• KURZAUFGABE: Fassen Sie den Absatz des nachstehenden Textes über Respekt und Verantwortung in der AAP, der mit „In aktuellen gesellschaftlichen Auseinandersetzungen“ beginnt, als kurze Stichpunktliste zusammen. Die wesentlichen Aussagen sollen dabei erhalten bleiben.

• DOKUMENTTEXT:
-*-*-
AAP – Respekt und Verantwortung

Nun gibt es ja immer unterschiedliche Interpretationen derselben Grundlagen und individuelle Schwerpunkte, die aus der jeweiligen Kommunikationsbiographie erwachsen. So werden manche Menschen einen besonderen sprecherischen Gewinn darin erkennen, die eigenen Gefühle deutlicher als gewohnt zum Ausdruck zu bringen. Sie werden das dann sicherlich als befreiend erleben. Andere werden ihre sehr gefühlsgeleitete Kommunikationsweise im Hinblick auf die Verletzlichkeit ihrer Kommunikationspartner*innen verantwortungsvoll neu ausbalancieren müssen.

Horst Coblenzer hat lange gewirkt, hat Vieles Vielen hinterlassen. Aus mündlichen Äußerungen und Schriften lassen sich erfahrungsgemäß alle möglichen Interpretationen irgendwie legitimieren.

In aktuellen gesellschaftlichen Auseinandersetzungen wird beim Sprachgebrauch oft der einschränkende, beengende Charakter der so genannten „political correctness“ betont. Es gibt nun Kolleg*innen, die aus Horst Coblenzers häufiger Forderung nach unverstelltem, gefühlsgetragenem Sprechen die Berechtigung ableiten, Ausdruck und Wortwahl ohne Rücksicht auf die Kommunikationspartner*innen zu nutzen – einschließlich des Gebrauches eindeutig diskriminierender Begriffe. Und das alles, um „sich den Mund nicht verbieten lassen“ zu wollen.

Von einer solchen missbräuchlichen Interpretation der AAP distanzieren wir uns deutlich.
Keine „Befreiung“ der eigenen Gefühle rechtfertigt die Verletzung anderer.

Für Respektlosigkeit, Ausgrenzung, Diskriminierung ist bei uns kein Platz.
-*-*-
• ERFASSTE INFORMATIONEN:
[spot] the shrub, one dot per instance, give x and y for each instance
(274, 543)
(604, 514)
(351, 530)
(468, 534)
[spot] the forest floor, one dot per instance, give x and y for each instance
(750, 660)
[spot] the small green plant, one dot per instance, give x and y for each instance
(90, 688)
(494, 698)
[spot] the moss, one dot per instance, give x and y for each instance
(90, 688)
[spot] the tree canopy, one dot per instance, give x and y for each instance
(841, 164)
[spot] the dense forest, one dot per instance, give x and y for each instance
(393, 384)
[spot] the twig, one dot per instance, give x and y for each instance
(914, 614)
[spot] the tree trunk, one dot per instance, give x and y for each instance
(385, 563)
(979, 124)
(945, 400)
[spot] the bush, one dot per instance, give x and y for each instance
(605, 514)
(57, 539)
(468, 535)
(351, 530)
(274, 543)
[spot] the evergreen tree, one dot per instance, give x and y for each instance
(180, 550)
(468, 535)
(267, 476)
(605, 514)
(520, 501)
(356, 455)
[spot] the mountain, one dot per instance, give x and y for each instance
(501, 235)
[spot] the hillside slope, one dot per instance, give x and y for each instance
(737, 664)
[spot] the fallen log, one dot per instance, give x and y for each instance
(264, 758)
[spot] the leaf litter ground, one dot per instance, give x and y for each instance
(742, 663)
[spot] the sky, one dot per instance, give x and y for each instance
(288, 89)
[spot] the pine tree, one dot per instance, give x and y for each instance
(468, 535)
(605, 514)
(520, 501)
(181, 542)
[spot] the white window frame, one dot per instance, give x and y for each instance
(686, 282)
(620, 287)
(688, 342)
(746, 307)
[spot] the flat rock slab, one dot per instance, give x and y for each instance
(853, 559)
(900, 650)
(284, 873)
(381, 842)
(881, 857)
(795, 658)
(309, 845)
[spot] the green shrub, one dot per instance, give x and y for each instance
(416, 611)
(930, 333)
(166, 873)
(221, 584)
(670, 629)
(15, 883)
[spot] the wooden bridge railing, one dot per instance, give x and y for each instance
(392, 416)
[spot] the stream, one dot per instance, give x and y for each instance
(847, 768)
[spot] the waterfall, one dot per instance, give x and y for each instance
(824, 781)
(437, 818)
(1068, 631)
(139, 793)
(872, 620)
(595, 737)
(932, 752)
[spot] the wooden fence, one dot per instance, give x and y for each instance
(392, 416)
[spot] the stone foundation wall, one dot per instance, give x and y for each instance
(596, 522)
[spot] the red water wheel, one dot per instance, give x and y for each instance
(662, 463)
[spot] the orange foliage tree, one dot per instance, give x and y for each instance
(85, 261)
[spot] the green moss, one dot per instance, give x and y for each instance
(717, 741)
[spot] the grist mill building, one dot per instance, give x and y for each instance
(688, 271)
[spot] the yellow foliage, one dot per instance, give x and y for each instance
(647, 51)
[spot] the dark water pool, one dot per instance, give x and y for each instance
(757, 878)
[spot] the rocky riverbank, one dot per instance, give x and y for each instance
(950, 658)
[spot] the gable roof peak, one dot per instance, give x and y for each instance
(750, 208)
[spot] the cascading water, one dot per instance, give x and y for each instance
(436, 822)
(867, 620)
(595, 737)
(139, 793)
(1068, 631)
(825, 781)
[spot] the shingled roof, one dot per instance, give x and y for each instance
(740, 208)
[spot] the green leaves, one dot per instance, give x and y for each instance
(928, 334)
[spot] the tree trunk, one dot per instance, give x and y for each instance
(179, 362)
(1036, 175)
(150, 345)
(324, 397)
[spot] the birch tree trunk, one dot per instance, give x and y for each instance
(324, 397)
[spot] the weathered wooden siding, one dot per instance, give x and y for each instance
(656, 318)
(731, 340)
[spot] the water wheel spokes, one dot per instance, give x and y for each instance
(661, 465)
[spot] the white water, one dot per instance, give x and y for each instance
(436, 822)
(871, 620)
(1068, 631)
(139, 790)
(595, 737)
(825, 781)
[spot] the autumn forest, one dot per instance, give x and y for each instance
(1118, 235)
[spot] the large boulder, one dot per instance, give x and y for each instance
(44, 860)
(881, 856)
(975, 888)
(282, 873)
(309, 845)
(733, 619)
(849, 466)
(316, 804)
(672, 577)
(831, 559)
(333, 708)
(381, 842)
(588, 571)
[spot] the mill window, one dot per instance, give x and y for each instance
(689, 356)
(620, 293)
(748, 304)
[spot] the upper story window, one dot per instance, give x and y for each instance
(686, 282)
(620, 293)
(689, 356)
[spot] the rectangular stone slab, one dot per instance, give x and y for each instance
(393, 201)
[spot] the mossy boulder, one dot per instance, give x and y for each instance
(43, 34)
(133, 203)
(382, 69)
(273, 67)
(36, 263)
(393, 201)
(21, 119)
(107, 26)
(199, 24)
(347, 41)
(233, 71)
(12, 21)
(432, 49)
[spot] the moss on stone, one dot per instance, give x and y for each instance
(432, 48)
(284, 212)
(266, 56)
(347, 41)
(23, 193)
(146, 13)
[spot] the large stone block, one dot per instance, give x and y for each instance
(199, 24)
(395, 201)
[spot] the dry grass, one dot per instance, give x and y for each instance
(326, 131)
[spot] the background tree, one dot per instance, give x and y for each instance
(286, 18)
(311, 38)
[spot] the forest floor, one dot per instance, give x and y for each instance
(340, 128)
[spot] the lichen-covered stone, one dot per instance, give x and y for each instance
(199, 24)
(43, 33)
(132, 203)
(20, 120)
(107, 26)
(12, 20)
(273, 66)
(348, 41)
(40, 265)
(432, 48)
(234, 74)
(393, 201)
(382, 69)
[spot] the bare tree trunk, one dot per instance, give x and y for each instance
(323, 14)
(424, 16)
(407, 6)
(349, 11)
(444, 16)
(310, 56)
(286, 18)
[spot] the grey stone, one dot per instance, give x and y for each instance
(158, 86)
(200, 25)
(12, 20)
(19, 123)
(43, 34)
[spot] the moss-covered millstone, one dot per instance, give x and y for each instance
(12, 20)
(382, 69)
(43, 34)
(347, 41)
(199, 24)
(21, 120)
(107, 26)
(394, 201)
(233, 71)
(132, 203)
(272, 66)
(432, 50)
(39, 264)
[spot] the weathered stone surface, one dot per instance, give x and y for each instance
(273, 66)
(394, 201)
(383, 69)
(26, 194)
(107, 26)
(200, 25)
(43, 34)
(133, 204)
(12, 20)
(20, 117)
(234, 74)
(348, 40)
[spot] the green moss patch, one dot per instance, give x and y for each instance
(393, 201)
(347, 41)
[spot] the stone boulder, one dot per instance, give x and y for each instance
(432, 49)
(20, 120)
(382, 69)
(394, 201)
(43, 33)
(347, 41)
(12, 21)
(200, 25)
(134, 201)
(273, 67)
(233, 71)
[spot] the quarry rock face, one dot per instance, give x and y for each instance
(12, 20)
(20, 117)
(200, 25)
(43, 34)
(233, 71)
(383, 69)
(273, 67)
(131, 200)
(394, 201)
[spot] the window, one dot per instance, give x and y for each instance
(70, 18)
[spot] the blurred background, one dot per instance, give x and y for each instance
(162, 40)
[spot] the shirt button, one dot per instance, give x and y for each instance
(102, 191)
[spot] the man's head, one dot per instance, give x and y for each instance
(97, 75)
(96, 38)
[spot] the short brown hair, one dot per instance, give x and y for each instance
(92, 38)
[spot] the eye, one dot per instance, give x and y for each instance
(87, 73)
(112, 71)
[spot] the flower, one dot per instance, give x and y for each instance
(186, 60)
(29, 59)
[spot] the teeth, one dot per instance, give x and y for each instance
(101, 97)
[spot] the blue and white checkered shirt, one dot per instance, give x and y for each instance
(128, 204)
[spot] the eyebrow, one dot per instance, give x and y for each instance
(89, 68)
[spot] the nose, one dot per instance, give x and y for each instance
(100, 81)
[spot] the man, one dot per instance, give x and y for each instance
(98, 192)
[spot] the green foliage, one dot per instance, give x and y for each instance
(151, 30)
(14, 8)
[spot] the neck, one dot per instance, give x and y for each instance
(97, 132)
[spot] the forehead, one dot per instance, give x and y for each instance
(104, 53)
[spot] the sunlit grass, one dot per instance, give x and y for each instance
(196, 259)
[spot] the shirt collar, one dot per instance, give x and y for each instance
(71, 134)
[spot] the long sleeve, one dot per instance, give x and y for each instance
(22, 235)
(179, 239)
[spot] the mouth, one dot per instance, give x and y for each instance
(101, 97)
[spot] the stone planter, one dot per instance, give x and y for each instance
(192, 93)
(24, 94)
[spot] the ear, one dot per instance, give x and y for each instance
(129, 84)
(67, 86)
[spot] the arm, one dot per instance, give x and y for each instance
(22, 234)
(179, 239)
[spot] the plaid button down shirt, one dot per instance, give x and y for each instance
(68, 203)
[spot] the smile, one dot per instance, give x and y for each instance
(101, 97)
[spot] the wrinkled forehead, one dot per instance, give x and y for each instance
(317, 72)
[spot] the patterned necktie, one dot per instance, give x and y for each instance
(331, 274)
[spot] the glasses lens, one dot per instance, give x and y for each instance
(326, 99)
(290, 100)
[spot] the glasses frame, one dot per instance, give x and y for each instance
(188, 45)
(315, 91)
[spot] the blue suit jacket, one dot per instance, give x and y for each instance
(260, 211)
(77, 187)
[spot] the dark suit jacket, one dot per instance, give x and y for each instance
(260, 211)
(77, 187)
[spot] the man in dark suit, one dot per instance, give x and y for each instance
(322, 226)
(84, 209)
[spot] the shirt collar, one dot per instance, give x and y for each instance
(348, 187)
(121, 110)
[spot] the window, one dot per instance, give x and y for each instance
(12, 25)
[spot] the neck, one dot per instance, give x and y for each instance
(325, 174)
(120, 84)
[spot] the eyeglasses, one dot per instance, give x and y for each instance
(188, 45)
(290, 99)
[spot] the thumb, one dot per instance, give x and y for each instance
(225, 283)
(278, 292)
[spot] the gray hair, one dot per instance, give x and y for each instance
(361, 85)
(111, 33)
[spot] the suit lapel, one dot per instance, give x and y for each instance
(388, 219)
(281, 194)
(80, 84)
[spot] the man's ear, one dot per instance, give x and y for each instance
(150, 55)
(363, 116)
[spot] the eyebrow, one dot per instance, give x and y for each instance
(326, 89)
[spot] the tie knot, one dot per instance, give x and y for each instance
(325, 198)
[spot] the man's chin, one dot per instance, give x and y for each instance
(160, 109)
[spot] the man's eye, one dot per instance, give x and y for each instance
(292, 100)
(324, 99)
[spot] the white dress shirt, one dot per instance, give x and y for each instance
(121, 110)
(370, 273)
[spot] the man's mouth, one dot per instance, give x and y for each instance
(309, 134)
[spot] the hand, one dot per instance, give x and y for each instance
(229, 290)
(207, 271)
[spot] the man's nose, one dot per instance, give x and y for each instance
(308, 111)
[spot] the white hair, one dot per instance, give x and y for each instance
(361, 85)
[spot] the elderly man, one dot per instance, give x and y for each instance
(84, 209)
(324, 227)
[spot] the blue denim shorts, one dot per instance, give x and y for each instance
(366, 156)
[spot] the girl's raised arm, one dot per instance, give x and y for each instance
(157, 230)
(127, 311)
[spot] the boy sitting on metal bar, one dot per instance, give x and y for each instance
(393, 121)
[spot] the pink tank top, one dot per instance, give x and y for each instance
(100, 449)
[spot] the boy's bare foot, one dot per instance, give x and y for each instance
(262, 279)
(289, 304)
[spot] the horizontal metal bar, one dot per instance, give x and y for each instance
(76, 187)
-*-*-
• AUSGABE:
- In aktuellen gesellschaftlichen Debatten wird beim Sprachgebrauch oft der einschränkende, beengende Charakter der „political correctness“ hervorgehoben.
- Manche Kolleg*innen leiten aus Horst Coblenzers Forderung nach unverstelltem, gefühlsgetragenem Sprechen das Recht ab, Ausdruck und Wortwahl ohne Rücksicht auf die Kommunikationspartner*innen zu nutzen.
- Dies schließt den Gebrauch eindeutig diskriminierender Begriffe ein.
- Als Grund wird angegeben, man wolle „sich den Mund nicht verbieten lassen“.